DOCUMENT SECTION.
-.-.-

Notable Faculty & Alumni
Innovators and Leaders in Medicine
Prestigious Recognition
Members of the Feinberg family have been honored by the societies and institutions that connect and lead the fields in which we work. Learn more via the links below.
Founders and Groundbreakers
Clyde Yancy, MD, MSc, is an internationally recognized expert in preventive cardiology, cardiomyopathy, and racial and ethnic disparities in cardiovascular disease. He serves as vice dean for Diversity and Inclusion and chief of Cardiology in the Department of Medicine. Yancy is also a member of the National Academy of Medicine and a former president of the American Heart Association.
In 1859, Nathan Smith Davis co-founded the medical department of Lind University, which later became the Chicago Medical College and eventually the Northwestern University school of medicine. He served as a university trustee until the time of his death. He was instrumental in the founding of the American Medical Association and was one of the founders of the Chicago Medical Society, the Chicago Historical Society, the Chicago Academy of the Sciences and the Union College of Law, which eventually became the Northwestern University school of law.
Chad Mirkin, PhD, is a chemist and world-renowned nanoscience expert known for his discovery and development of spherical nucleic acids and contributions to supramolecular chemistry and nanoparticle synthesis. He has authored over 870 manuscripts and over 1,200 patent applications worldwide (over 430 issued) and founded multiple companies. He is an Associate Editor of JACS and a PNAS Editorial Board Member.

-.-.-

DATASET EXCERPTS.

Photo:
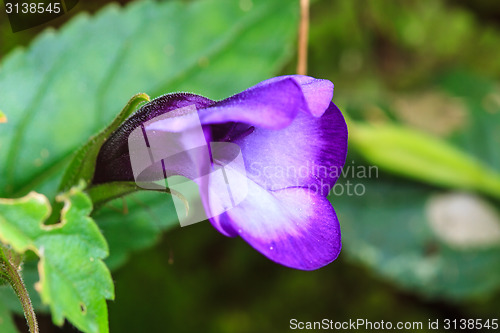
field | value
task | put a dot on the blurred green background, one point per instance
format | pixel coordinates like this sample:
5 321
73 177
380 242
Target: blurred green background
430 66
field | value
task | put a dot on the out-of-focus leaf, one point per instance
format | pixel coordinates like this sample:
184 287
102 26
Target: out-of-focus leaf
75 81
82 165
420 156
69 84
74 281
392 235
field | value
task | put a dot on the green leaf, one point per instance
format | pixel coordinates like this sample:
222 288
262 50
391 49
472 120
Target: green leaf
7 324
393 235
420 156
68 85
74 281
135 222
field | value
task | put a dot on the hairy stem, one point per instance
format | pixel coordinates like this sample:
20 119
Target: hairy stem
303 37
9 271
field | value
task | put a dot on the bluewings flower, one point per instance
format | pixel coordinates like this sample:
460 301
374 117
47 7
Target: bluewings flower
293 140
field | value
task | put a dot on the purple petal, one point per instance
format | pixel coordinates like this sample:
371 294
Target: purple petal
273 106
294 227
318 93
309 152
113 162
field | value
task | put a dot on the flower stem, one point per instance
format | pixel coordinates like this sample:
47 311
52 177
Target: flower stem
303 37
9 271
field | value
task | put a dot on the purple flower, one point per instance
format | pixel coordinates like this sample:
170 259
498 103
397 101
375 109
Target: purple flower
293 140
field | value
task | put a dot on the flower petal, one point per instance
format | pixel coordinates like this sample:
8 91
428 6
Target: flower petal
309 153
293 227
318 93
273 106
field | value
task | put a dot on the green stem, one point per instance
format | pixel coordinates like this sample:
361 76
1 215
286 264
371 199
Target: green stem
10 272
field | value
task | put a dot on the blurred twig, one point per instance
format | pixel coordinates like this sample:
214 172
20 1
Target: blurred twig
303 37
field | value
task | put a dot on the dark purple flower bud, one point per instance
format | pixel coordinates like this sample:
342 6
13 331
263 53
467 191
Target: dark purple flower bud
293 141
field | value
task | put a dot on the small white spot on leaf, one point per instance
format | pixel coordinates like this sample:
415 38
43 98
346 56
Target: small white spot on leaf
464 220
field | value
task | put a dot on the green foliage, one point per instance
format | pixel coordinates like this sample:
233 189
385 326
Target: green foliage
76 80
392 235
6 323
74 280
82 165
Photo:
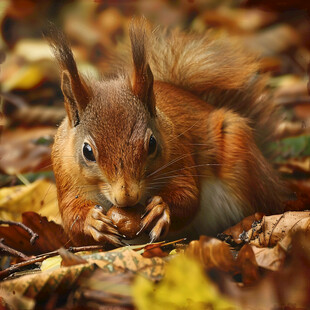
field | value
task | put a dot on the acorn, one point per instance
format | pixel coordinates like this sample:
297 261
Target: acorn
127 219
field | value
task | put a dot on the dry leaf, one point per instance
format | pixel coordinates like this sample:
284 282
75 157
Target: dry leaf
39 196
212 253
20 151
51 235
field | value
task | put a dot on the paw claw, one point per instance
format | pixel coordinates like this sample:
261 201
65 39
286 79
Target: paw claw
157 214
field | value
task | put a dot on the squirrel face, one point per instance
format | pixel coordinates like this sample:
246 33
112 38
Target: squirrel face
117 144
113 125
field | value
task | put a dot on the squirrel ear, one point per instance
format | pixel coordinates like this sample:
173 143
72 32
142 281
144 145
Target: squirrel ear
75 95
142 79
75 90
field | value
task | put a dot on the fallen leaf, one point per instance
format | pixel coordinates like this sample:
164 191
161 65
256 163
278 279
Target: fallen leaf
21 153
51 235
39 196
212 253
184 286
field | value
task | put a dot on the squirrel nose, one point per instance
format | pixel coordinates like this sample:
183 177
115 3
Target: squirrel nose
126 195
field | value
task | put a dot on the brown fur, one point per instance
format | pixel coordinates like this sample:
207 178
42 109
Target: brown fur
164 95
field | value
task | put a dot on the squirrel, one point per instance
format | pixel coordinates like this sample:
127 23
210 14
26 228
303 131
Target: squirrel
181 130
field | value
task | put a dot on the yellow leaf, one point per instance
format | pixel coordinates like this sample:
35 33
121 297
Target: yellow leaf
52 263
26 78
184 286
40 197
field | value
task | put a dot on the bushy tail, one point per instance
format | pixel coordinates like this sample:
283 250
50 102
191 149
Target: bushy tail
218 70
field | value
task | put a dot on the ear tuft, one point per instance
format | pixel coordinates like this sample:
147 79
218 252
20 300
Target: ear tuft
142 79
75 90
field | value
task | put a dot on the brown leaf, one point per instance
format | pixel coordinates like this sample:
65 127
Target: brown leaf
237 231
287 288
70 259
246 261
51 235
212 253
154 250
19 152
276 227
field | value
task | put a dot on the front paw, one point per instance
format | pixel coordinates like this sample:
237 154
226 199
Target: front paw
100 227
157 215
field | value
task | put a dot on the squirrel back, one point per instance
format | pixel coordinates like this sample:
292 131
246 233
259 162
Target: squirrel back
219 70
176 132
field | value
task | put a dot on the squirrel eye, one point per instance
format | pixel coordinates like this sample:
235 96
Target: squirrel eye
88 152
152 145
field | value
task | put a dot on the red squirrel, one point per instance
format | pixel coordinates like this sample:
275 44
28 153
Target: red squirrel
179 130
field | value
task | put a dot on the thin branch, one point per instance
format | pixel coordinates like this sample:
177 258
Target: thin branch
33 235
7 250
40 258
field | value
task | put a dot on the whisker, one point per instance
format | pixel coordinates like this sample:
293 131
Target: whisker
182 133
190 167
170 163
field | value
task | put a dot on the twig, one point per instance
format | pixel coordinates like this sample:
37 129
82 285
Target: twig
40 258
33 235
6 249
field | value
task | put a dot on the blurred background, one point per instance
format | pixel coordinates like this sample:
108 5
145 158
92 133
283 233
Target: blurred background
32 103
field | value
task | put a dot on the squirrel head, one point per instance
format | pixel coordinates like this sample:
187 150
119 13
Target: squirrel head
117 144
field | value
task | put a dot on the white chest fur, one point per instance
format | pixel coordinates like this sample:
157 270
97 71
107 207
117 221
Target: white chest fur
219 208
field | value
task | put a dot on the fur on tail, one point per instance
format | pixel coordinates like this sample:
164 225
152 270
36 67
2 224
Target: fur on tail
218 70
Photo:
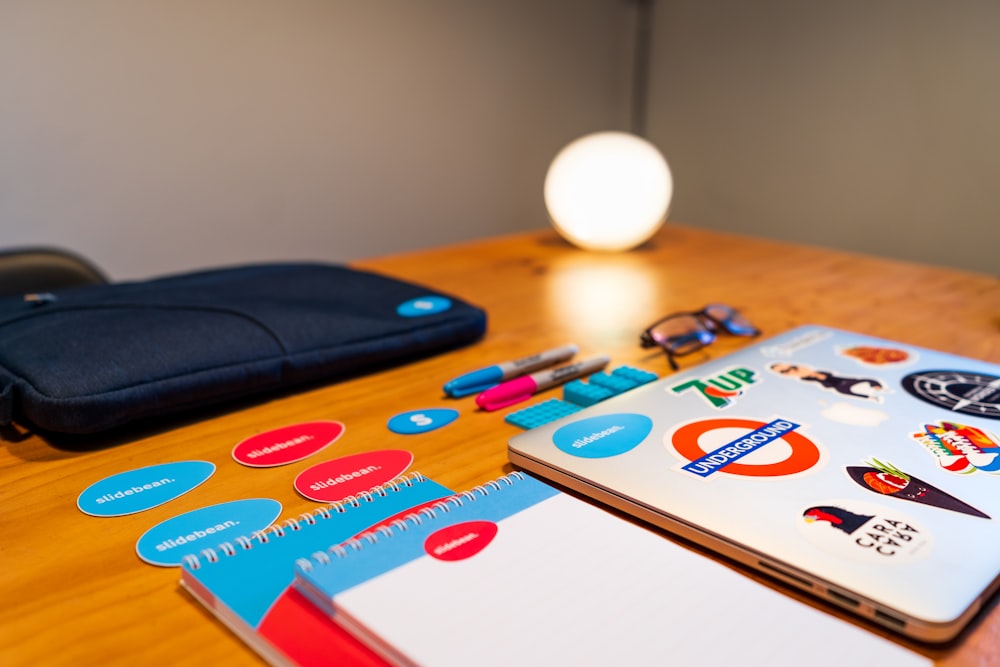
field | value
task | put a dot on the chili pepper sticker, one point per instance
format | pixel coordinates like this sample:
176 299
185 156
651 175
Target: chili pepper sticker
887 480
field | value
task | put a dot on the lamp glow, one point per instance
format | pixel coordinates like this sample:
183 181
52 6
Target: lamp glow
608 191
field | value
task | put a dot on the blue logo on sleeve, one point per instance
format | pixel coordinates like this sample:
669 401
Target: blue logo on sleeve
143 488
603 436
423 305
168 542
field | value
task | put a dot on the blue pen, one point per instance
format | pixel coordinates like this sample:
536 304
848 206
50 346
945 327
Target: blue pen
484 378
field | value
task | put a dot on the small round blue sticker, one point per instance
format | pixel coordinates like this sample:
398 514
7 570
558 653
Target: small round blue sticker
421 421
603 436
423 305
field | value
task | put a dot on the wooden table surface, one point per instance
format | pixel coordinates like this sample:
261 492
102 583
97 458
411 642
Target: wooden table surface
73 591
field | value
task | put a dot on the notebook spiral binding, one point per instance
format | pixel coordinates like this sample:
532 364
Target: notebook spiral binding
404 523
243 542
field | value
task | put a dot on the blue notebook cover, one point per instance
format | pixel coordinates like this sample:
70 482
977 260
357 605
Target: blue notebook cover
247 584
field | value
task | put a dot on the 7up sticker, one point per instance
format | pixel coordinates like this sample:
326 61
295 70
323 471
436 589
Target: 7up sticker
719 390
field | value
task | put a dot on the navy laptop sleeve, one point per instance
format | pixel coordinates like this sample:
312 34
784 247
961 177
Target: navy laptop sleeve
87 359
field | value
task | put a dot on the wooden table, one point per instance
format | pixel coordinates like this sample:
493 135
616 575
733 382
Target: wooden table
72 590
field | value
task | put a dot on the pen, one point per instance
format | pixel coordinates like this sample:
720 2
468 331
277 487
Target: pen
520 389
484 378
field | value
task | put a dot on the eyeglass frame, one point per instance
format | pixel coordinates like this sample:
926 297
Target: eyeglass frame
706 334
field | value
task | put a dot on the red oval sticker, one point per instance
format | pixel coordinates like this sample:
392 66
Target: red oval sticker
334 480
460 541
287 444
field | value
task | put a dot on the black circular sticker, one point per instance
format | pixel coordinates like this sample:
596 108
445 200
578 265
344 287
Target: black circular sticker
967 392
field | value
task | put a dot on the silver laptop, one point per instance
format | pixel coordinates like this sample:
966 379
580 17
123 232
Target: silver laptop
862 470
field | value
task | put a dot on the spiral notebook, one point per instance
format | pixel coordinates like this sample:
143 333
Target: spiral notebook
516 572
247 583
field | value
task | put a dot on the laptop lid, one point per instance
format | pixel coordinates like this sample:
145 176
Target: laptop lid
862 470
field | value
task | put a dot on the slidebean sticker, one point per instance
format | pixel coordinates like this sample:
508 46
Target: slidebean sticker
334 480
422 421
168 542
460 541
143 488
424 305
603 436
288 444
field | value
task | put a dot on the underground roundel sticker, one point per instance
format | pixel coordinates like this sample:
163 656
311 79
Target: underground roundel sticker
744 447
865 532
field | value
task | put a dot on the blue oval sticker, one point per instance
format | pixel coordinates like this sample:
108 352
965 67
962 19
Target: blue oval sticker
168 542
421 421
603 436
143 488
423 305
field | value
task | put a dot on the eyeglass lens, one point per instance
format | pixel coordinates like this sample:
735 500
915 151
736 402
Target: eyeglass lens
681 334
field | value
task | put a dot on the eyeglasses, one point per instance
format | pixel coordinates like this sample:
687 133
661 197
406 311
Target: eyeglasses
683 333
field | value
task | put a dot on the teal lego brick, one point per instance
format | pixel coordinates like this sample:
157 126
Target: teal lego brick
541 413
613 383
636 375
585 394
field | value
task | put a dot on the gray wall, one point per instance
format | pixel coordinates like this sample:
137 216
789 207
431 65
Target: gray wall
870 125
160 136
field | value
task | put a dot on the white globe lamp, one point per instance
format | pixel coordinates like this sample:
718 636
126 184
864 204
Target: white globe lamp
608 191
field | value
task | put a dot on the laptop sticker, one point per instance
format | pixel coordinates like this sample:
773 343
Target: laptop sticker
865 532
870 355
744 447
959 448
966 392
719 390
845 385
887 480
602 436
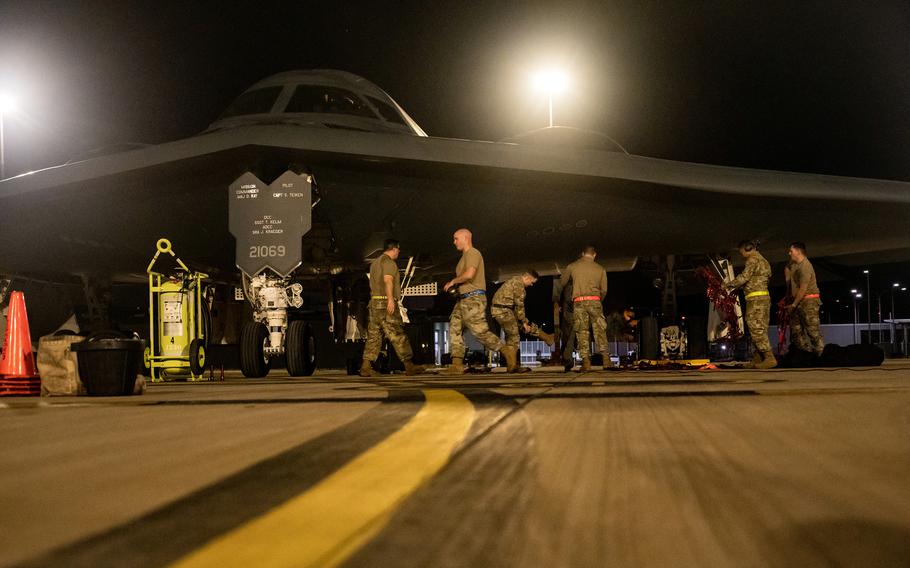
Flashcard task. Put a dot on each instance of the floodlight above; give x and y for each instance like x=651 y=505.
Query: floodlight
x=7 y=103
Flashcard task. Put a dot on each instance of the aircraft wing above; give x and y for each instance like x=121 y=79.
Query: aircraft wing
x=526 y=204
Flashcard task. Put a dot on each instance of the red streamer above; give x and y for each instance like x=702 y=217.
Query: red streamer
x=724 y=301
x=783 y=324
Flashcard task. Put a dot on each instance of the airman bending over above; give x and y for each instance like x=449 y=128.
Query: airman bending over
x=509 y=310
x=470 y=309
x=589 y=288
x=754 y=282
x=385 y=318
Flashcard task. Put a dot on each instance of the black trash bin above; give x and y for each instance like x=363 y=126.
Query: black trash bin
x=108 y=366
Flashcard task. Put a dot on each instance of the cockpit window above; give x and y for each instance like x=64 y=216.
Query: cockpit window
x=331 y=100
x=387 y=111
x=254 y=102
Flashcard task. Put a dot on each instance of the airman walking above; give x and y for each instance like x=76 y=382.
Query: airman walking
x=754 y=282
x=805 y=325
x=470 y=308
x=385 y=317
x=589 y=285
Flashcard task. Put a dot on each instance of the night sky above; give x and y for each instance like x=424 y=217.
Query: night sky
x=810 y=86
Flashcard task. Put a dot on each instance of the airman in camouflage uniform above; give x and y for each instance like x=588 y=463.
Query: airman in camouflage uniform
x=470 y=309
x=509 y=310
x=385 y=317
x=805 y=325
x=589 y=283
x=754 y=282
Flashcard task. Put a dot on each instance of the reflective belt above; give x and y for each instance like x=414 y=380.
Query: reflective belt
x=474 y=293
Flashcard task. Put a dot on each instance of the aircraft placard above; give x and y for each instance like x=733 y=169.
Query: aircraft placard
x=268 y=221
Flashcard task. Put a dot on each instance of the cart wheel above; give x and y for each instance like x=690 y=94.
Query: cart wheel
x=253 y=360
x=197 y=357
x=206 y=328
x=300 y=348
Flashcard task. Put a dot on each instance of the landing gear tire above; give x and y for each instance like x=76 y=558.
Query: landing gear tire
x=300 y=349
x=254 y=363
x=197 y=357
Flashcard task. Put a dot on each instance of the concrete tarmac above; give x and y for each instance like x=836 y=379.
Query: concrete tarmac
x=636 y=468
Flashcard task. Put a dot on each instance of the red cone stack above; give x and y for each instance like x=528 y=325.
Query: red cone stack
x=18 y=375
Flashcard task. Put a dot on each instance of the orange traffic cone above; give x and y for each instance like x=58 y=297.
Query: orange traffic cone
x=18 y=374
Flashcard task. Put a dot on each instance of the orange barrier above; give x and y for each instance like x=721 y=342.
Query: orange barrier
x=18 y=372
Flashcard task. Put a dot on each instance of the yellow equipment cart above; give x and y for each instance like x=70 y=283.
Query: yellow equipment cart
x=178 y=321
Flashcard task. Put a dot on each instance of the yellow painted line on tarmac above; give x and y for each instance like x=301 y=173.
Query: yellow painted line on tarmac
x=326 y=524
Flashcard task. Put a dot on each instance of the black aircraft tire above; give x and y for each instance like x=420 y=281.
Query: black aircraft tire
x=253 y=362
x=197 y=357
x=300 y=349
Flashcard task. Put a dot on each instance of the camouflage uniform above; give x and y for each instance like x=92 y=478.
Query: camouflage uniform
x=754 y=282
x=805 y=325
x=381 y=323
x=509 y=310
x=589 y=280
x=470 y=310
x=563 y=295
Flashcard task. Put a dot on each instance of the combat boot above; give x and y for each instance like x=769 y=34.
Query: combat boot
x=547 y=338
x=366 y=369
x=456 y=368
x=410 y=369
x=768 y=361
x=511 y=355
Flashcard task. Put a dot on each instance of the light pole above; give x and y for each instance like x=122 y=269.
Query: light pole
x=854 y=293
x=894 y=287
x=7 y=104
x=868 y=304
x=553 y=82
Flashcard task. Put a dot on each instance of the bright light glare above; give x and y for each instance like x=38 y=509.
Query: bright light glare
x=7 y=102
x=551 y=81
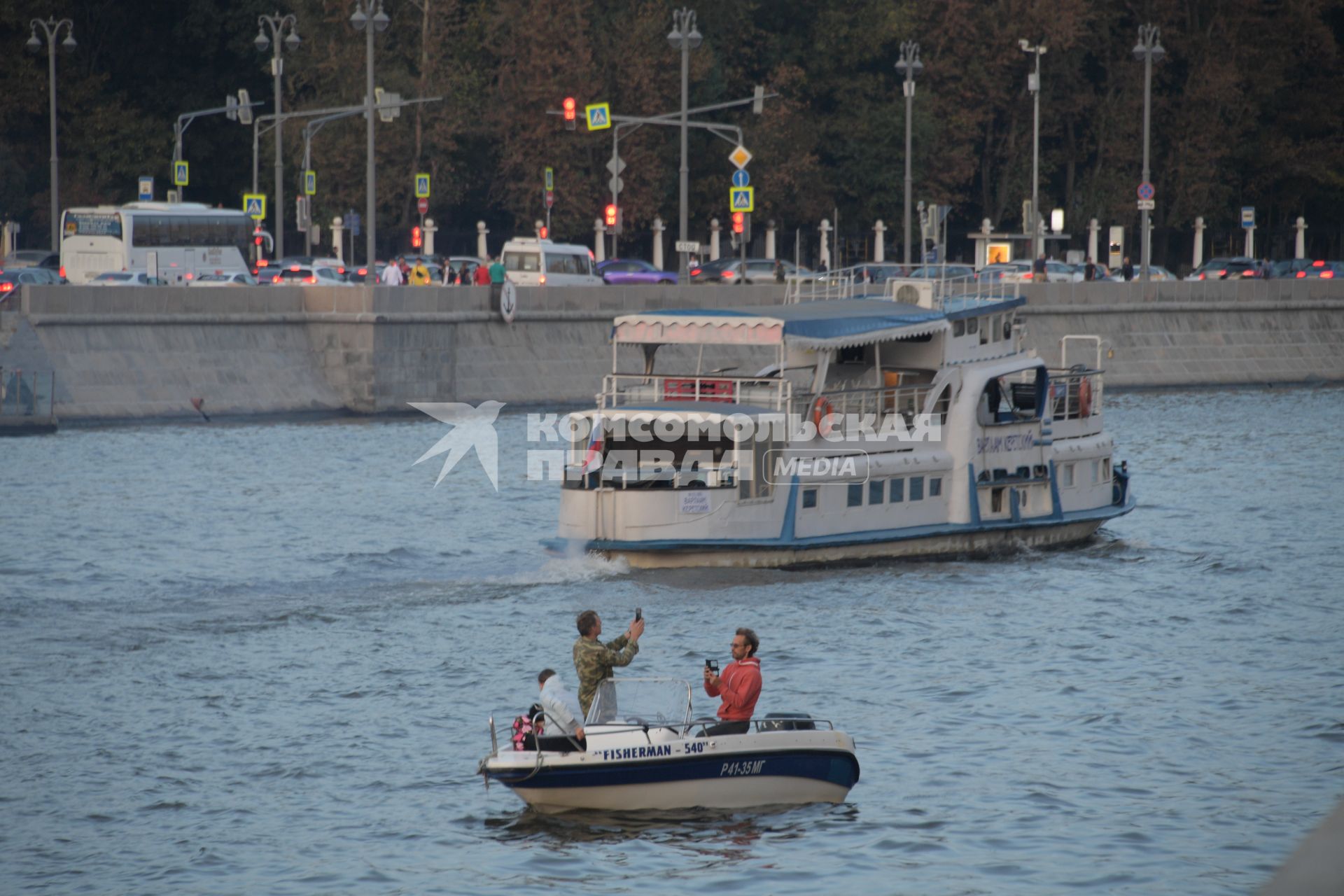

-.-.-

SET OF TASKS.
- a) According to the faculty and alumni page, in what year did Nathan Smith Davis co-found the medical department of Lind University?
- b) Please write out the passage of the faculty and alumni page starting at "Notable Faculty &" and ending at "American Heart Association.".

SOLUTIONS TO THE PROBLEMS.
- a) 1859

- b)
Notable Faculty & Alumni
Innovators and Leaders in Medicine
Prestigious Recognition
Members of the Feinberg family have been honored by the societies and institutions that connect and lead the fields in which we work. Learn more via the links below.
Founders and Groundbreakers
Clyde Yancy, MD, MSc, is an internationally recognized expert in preventive cardiology, cardiomyopathy, and racial and ethnic disparities in cardiovascular disease. He serves as vice dean for Diversity and Inclusion and chief of Cardiology in the Department of Medicine. Yancy is also a member of the National Academy of Medicine and a former president of the American Heart Association.